● **Problem description**
Every entry below should be transcribed exactly; pictures stay out of the copy.

— START OF Available data —

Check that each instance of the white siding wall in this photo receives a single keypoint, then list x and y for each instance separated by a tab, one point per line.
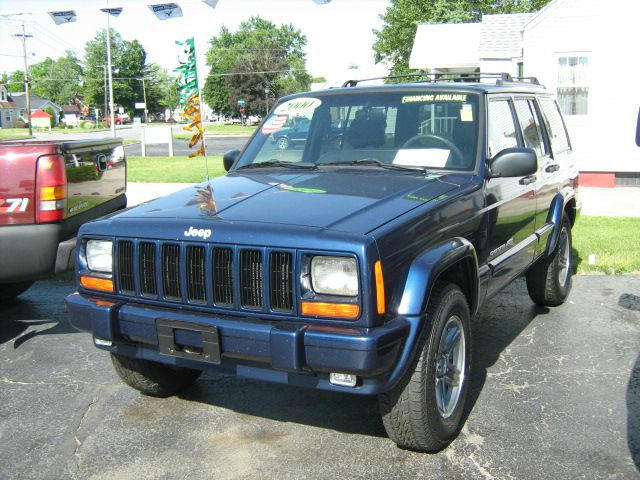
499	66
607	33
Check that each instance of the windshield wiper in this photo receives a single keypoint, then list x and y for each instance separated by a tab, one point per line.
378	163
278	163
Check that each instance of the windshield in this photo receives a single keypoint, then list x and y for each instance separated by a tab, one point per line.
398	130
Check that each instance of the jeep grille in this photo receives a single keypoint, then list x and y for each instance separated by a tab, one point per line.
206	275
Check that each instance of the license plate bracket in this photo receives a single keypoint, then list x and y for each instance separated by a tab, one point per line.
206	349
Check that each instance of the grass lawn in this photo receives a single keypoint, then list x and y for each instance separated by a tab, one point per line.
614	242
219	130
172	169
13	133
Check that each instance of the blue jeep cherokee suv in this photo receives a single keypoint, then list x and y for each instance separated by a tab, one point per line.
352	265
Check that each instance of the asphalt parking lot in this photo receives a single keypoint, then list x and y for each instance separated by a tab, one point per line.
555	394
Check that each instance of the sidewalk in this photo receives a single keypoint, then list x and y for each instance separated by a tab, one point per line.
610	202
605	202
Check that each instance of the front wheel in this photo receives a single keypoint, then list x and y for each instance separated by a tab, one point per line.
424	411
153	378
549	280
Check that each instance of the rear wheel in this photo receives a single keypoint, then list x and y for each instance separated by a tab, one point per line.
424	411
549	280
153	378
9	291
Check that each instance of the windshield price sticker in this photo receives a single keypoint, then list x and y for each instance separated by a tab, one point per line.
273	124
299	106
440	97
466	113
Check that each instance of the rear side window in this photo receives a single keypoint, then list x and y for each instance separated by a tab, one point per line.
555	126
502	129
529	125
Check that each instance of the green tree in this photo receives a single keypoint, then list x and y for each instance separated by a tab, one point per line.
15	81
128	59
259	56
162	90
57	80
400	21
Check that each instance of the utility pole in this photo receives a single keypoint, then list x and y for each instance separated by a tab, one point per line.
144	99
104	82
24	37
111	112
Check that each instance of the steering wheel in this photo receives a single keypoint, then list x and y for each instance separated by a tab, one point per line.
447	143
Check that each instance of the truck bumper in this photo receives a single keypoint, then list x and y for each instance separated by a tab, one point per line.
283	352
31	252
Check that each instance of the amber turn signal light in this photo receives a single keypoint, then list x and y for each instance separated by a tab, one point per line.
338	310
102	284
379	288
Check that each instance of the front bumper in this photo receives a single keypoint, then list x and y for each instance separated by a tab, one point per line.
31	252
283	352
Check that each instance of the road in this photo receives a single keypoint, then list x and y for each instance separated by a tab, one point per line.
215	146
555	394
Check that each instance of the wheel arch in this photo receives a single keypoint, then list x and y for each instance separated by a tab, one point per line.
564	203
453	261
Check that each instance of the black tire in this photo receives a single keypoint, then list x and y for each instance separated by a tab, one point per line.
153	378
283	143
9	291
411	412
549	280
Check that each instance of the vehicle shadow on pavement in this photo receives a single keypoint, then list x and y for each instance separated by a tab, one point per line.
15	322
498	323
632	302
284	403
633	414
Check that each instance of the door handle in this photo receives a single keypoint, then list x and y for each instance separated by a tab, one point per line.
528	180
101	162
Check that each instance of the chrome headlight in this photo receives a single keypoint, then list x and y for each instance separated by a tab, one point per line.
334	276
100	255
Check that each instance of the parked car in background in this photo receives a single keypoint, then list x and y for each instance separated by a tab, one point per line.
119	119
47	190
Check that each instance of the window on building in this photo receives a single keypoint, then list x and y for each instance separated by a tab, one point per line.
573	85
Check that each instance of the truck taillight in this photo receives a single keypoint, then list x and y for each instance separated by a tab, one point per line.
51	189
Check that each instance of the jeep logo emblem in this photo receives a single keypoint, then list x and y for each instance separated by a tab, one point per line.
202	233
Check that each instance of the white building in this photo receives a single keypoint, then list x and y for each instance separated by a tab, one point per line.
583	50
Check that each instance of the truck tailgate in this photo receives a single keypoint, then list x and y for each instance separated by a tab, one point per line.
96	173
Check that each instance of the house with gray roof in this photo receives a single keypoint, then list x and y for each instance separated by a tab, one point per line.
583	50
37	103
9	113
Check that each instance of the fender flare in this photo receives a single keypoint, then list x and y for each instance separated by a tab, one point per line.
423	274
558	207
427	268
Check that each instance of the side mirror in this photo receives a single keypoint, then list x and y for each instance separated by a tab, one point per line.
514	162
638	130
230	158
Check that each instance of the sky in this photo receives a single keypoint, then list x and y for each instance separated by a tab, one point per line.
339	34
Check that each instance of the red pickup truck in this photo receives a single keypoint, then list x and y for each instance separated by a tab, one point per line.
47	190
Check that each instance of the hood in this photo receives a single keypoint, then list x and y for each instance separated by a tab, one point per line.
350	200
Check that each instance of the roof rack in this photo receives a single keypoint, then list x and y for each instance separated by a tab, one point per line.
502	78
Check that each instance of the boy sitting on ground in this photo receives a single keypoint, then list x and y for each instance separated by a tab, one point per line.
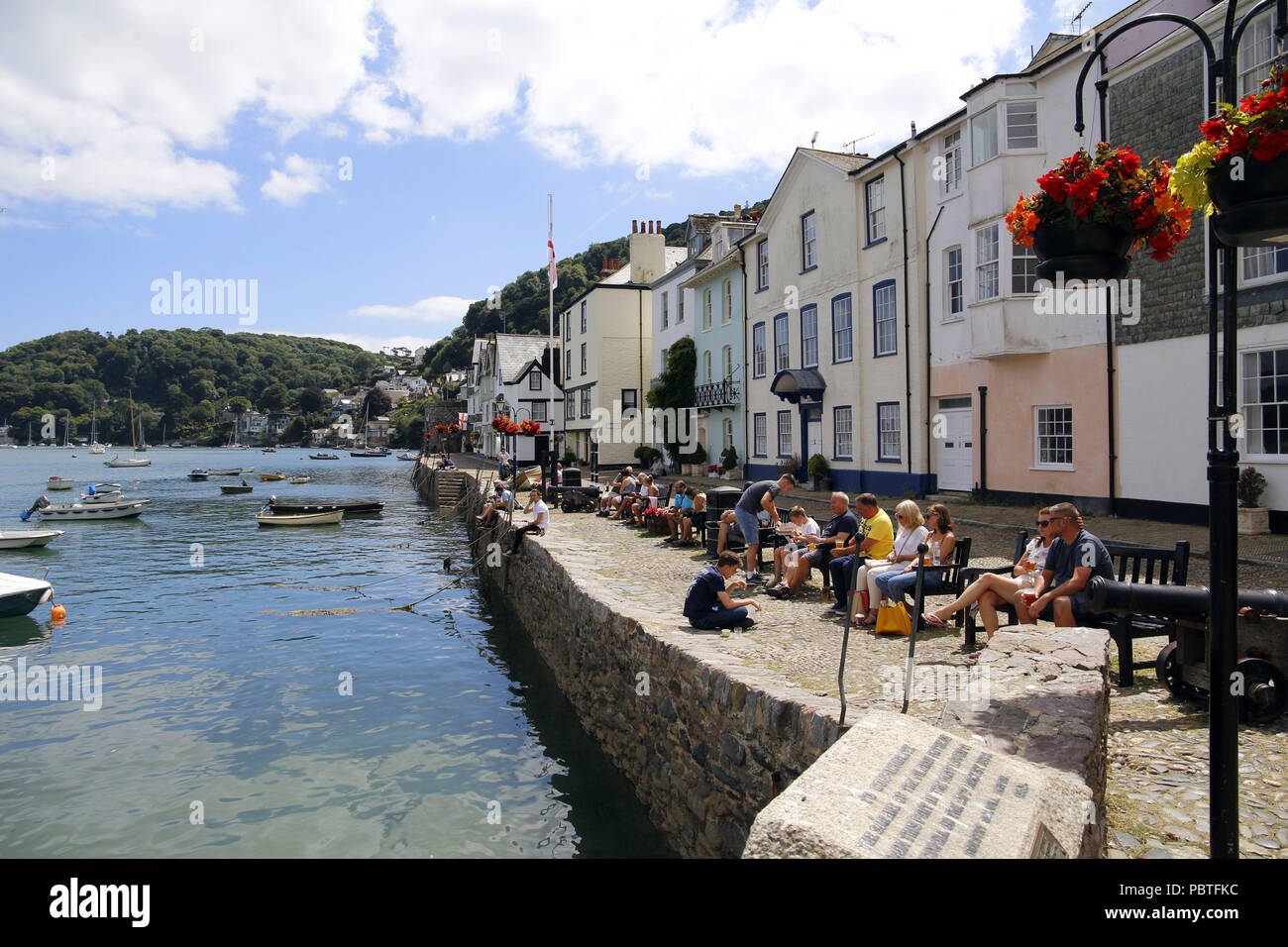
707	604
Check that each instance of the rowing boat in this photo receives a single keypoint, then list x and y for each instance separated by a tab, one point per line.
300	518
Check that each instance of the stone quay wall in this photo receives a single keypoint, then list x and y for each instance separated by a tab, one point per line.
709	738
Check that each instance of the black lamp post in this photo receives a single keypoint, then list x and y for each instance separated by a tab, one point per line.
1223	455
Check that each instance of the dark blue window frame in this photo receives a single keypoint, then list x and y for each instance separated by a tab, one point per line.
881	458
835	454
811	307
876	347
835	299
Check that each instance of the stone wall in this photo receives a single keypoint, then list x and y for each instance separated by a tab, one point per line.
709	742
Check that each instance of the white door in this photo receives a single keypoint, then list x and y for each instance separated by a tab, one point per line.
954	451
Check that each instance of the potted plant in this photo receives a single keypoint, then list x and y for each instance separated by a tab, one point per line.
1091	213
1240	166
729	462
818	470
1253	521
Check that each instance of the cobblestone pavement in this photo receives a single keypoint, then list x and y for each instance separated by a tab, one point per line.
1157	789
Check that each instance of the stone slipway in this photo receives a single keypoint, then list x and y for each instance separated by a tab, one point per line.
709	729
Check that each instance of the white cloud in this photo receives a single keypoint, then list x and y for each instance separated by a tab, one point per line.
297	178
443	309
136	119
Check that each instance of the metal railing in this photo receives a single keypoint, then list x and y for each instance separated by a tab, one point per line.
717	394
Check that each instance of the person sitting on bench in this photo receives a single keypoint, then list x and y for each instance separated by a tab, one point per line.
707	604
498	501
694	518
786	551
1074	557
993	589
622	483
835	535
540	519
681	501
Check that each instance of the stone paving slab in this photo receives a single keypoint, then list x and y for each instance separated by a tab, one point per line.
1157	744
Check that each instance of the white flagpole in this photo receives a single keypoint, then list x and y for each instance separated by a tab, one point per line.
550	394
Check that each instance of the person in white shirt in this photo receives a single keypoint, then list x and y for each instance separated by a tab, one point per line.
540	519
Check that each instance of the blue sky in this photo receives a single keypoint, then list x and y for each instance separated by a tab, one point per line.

— END OF Available data —

● **Written solution**
Check that each instance of the white siding wall in this photo receives a single keypoint, then list x and y for each instance separated by a tab, one point per line.
499	66
607	33
Check that each instance of the windshield wiper in this photo receives a single keypoint, then list x and y for each instance separated by a tab, one point per line.
378	163
278	163
Check that each instance of the windshield in this photo receives a single keypoint, then list x and y for each instance separated by a tab, one point per line.
398	130
Check that each instance of the jeep grille in this photo receives a single keypoint, then list x and y for each instance separated by a tab, one point per line.
206	275
Check that each instance of the license plate bracket in this photo receives a single keypoint, then list x and y for each instance separated by a tab, one point per line.
206	349
Check that each instance of the grass lawn in this photo receives a single keypoint, then list x and y for each instance separated by a tab, one point per line.
614	242
219	130
172	169
13	133
Check that each instance of the blue jeep cherokee suv in this photo receives a single keypoint, then list x and y for each instance separated by a tab, one point per line.
352	265
Check that each instance of the asphalt parking lot in this photo receives a single keypoint, then list x and y for each instance separated by a tab, one point per line.
555	394
Check that each instance of the sidewalk in this photo receives a single keypoint, then list x and y for each instance separated by a tab, one point per line.
610	202
605	202
Check that each instance of the front wheel in this photo receives a single keypoint, then list x and y for each instance separated by a tab, one point per line.
424	411
153	378
549	280
Check that each instance of the rear wheel in this photo receives a single keypoint, then list x and y for each instance separated by a tab, one point per line.
424	411
549	280
153	378
9	291
Check that each instance of the windshield price sticker in this photo receives a single keypoint, then list x and y for each instance separated by a tab, one point per line.
273	124
299	106
440	97
466	113
Check that each instance of the rear side window in this photo receives a single keypoint, then list x and y for each instance separated by a tab, one point per line.
555	126
502	129
529	125
Check that each instance of the green tree in this photo receives a single keypoint, then list x and y for each instance separated by a tab, one point per line.
15	81
128	59
259	56
162	90
57	80
400	21
Check that each instance of the utility pole in this photo receives a single keypoint, then list x and y for each instance separated by a tab, one point per line.
144	99
104	82
24	37
111	112
Check that each instance of the steering wheel in this photo receives a single keypoint, then list x and y for each instance separated by a tab, one point per line.
447	143
Check that each instance of the truck bumper in this photo receives a single keypoint, then list x and y for each instance separated by a tab, one point per line.
283	352
31	252
Check that each instance of the amber turn signal light in this photo receives a single keypoint, then list x and y for each instance separated by a tab, one point per line.
338	310
102	284
379	288
Check that each instance of the front bumper in this photo receives a single keypoint, then list x and y for each instance separated by a tab, one point per line.
31	252
283	352
Check that each instance of the road in this photo receives a single keypoint, then list x and y for each instance separated by a tab, one point per line.
215	146
555	394
Check that each instance of the wheel arch in this photo receives a single keypoint, then list x and y for each instance separated by a tab, one point per line.
564	203
453	261
Check that each instance of the black tire in this photo receives a single keypoint, then list x and y for each instance separated by a tab, one point per line.
153	378
283	143
9	291
411	412
549	280
Check that each instance of the vehicle shadow on pavement in this photo receives a single keypoint, then list x and y for each instance separated by a tab, one point per line.
15	322
498	323
632	302
284	403
633	414
Check that each instance of the door handle in this photo receives a single keypoint, then list x and y for each instance separated by a tab, one point per line.
528	180
101	162
Check that each instance of the chrome headlight in this photo receives a single keypoint, then list x and y for each instance separated by a tab, one point per line.
334	276
100	255
Check that each instance of the parked car in background in this photo receives a single keypoint, then list x and y for each instance separated by a tab, one point per line.
119	119
47	190
Check that each instance of the window on building in this photo receives a single keypoint, then list x and y for each instance separated by a tab, one point per line.
573	85
Check that each instance of the truck taillight in this photo receives a single keypoint, then list x and y for each instance separated by a tab, one point per line.
51	189
Check that each instance of the jeep logo emblem in this photo receives a single keypoint, then list x and y for each instance separated by a tab, one point per line.
202	233
Check that each instance of the white building in this photo receives a single keypoint, then list x and y for each instance separated by a tab, one point per line.
583	50
Check that each instance of the truck tailgate in this photo receives a single keypoint, then list x and y for each instance separated by a tab, one point per line.
96	173
Check that each instance of the house with gray roof in this photo receives a single keypoint, then list x and y for each instance separated by a tab, one point per line.
583	50
37	103
9	113
Check that each instance of the fender flare in this photo receives a single keypoint, then list x and y for each instance separated by a tab, one point per line.
423	274
558	207
427	268
Check that each instance of the side mirror in this photo receives a single keypoint, then list x and y for each instance separated by a tab, one point per line.
514	162
638	130
230	158
Check that each instance of the sky in this photo receives a single keypoint, then list x and y for each instance separated by a tab, one point per line.
339	34
Check that each instance of the red pickup truck in this photo receives a single keypoint, then list x and y for each instance separated by a tab, one point per line.
47	190
Check that each instance of the hood in this photo receives a single keypoint, then list x and y for each instance separated by a tab, one point per line.
350	200
Check that each instance of the roof rack in this photo receives a single keypoint, then list x and y for each instance separated by a tab, one point per line.
502	78
Check that each instance of the boy sitting on ground in this photo receives a single keypoint, then list x and y for each instance separated by a tab, one point per line.
707	604
Check that each instance of the rowing boat in this photo receives a single keypoint, then list x and y for each instance separated by a tab, one point per line.
300	518
Check that each instance of the stone quay wall in this photo receives a single keypoint, then list x and y for each instance separated by a tab, one point per line.
709	738
Check that each instance of the black lamp post in this photo receives a single keypoint, then list x and y for each instance separated by a tab, one point per line.
1223	455
Check that each instance of the dark blue window frame in this photo receives a single keypoint, then list x and y for each instance separated by a tab, one point per line.
881	458
835	454
811	307
876	347
835	299
Check that each instance of the stone wall in this photo receives a single keypoint, then list x and y for each instance separated by a tab, one point per line.
709	742
Check that each instance of the white door in this photo receives a single keypoint, then list x and y for each instance separated by a tab, one point per line.
954	451
Check that each instance of the potted plant in this photo receives a single keypoint, then list x and y for each instance separated by a tab, one point per line.
1091	213
1240	166
729	462
818	470
1253	521
Check that each instance of the cobblestone pavement in this photo receives a single keypoint, then list x and y for each instance separated by a tab, one point per line.
1157	789
Check that each instance of the stone slipway in this photo receives a single keypoint, then list x and y for each instance separated by a tab, one point per line.
709	729
Check that each instance of the white cloud in this photo receives a single keypoint, then list x and y for each instance separated by a tab, one point per line.
297	178
443	309
136	119
Check that each instance of the metal railing in this photo receives a single keypoint, then list x and y for each instance separated by a tab, one point per line.
717	394
Check that each instance of the person sitting on bench in this photo receives a single keypoint, then list x and y for each instance separated by a tab, one point per line.
707	604
498	501
694	518
786	551
1074	557
993	589
622	483
835	535
540	519
681	501
Check that each instance of the stone paving slab in this photo receives a single keypoint, then list x and y for each instance separated by a tab, one point per line.
1157	744
Check that each instance of the white flagpole in this photo receives a single keypoint, then list x and y for each instance separated by a tab, one point per line.
550	394
Check that each instance of the person in white shirt in this photo receives a single keypoint, then list x and y for each instance separated by a tab, one point per line.
540	519
Check that each instance of the blue sky in this photo receives a single keypoint, then list x and y for each instance separated by a tab, one point per line.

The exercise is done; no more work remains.